What is required: In the commit log, please give the new name of the rbd option for specifying the RBD image format.

Excerpted passage:
-*-

Josh Durgin [Thu, 27 Dec 2012 18:50:53 +0000 (10:50 -0800)]
XMLFormatter: fix pretty printing
It used the wrong indentation level and did not add a newline after
closing a section. dump_stream() did not indent at all.
Simplify a little and remove the parameter from print_spaces(). If we just
remove the element from m_sections before calling print_spaces() in
close_section(), the number of elements in m_sections is always the
indentation level.
Josh Durgin [Thu, 27 Dec 2012 22:43:32 +0000 (14:43 -0800)]
rbd: move Formatter construction to main
Each method that uses a formatter is doing the same thing.
Simplify by constructing and handling errors only once.
Also use a scoped_ptr for easy clean up.
Josh Durgin [Fri, 28 Dec 2012 02:02:39 +0000 (18:02 -0800)]
rbd: fix long lines
Several >80 characters have crept in recently.
The older ones generally don't have very useful history,
so I'm not worried about obscuring the history any more.
This patch renames the --format option to --image-format, for
specifying the RBD image format, and uses --format to specify the
output formatting (to be consistent with the other ceph tools). To
avoid breaking backwards compatibility with existing scripts, rbd will
still accept --format [1|2] for the image format, but will print a
warning message, noting its use is deprecated.
The rbd subcommands that support the new --format option are : ls, info, snap
list, children, showmapped, lock list.
Sage Weil [Tue, 15 Jan 2013 02:31:06 +0000 (18:31 -0800)]
osd: fix rescrub after repair
We were rescrubbing if INCONSISTENT is set, but that is now persistent.
Add a new scrub_after_recovery flag that is reset on each peering interval
and set that when repair encounters errors.
Danny Al-Gaaf [Wed, 16 Jan 2013 12:40:17 +0000 (13:40 +0100)]
configure.ac: fix problem with --enable-cephfs-java
The AS_IF used to cover java related checks via --enable-cephfs-java
didn't work correctly. Use a plain 'if/fi' instead to make sure this
section is only executed if --enable-cephfs-java is used.
Signed-off-by: Danny Al-Gaaf <danny.al-gaaf@bisect.de>
Sage Weil [Mon, 14 Jan 2013 06:04:58 +0000 (22:04 -0800)]
osd: change scrub min/max thresholds
The previous 'osd scrub min interval' was mostly meaningless and useless.
Meanwhile, the 'osd scrub max interval' would only trigger a scrub if the
load was sufficiently low; if it was high, the PG might *never* scrub.
Instead, make the 'min' what the max used to be. If it has been more than
this many seconds, and the load is low, scrub. And add an additional
condition that if it has been more than the max threshold, scrub the PG
no matter what--regardless of the load.
Note that this does not change the default scrub interval for less-loaded
clusters, but it *does* change the meaning of existing config options.

-*-

Pointing data excerpts:

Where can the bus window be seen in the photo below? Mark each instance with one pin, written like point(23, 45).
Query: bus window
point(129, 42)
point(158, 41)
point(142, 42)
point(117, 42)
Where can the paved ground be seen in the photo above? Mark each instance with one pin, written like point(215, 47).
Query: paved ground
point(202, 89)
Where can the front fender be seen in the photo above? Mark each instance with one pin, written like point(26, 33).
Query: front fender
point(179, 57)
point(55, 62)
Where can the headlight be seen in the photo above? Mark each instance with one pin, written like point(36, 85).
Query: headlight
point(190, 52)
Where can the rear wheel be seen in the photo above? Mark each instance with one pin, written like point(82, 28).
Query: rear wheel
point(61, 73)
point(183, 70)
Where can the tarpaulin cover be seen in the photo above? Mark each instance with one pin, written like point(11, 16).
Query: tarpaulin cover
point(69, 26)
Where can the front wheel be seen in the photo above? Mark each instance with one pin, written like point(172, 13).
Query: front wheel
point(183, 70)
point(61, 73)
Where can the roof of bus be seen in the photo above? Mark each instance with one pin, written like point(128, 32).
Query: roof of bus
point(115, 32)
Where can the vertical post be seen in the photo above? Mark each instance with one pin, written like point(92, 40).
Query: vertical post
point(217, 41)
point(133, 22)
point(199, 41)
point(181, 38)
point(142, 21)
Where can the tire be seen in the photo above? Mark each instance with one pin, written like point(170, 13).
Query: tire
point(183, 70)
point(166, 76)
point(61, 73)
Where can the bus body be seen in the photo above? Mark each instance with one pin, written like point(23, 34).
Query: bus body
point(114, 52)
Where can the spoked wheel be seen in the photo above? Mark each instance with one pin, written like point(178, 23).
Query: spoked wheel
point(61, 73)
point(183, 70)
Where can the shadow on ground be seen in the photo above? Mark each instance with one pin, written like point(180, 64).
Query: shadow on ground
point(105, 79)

-*-

Output of the exercise: --image-format